►

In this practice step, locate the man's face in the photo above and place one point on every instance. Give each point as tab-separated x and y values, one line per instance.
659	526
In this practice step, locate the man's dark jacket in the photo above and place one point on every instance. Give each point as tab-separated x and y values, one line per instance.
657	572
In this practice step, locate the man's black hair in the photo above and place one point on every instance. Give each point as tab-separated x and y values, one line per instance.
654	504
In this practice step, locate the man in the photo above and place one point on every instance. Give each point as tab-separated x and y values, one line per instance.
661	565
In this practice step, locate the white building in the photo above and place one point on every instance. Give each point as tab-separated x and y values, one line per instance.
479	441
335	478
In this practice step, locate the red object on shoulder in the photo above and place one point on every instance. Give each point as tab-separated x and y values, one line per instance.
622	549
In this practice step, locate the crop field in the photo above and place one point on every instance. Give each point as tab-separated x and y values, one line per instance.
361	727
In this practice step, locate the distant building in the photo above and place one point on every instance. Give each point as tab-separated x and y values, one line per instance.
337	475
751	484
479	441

◄

Reproduce the records exactly, keeping every line.

In this practice step, locate the man's face in the photo above and place one point on every instance. Give each point as tab-separated x and y values, one line per instance.
659	526
In this practice step, locate the man's dark jacket in the photo above and place one point on every instance. Give each point as tab-separated x and y values, one line per instance.
657	572
In this practice step, locate the man's black hair in the photo above and place one point on every instance. Give each point as tab-separated x and y values, one line per instance.
654	504
In this practice step, locate the man in the photo above and place one point on every instance. Give each point as tab-separated x and y values, one line per instance.
661	565
In this practice step, locate the white building in the photo above and place one point on every instance. Give each point as tab-separated x and y values, one line per instance.
479	441
335	478
In this practice step, locate the red object on shoulder in the photo above and place one point on every instance. Give each point as tab-separated x and y values, one line per instance.
622	549
In this practice step, locate the crop field in the photo above and place one point on every instance. Give each point as tab-separated x and y values, one line per instance.
361	727
In this practice step, locate the distant building in the photo above and place one point on every instance. Give each point as tab-separated x and y values, one line per instance.
337	475
751	484
479	441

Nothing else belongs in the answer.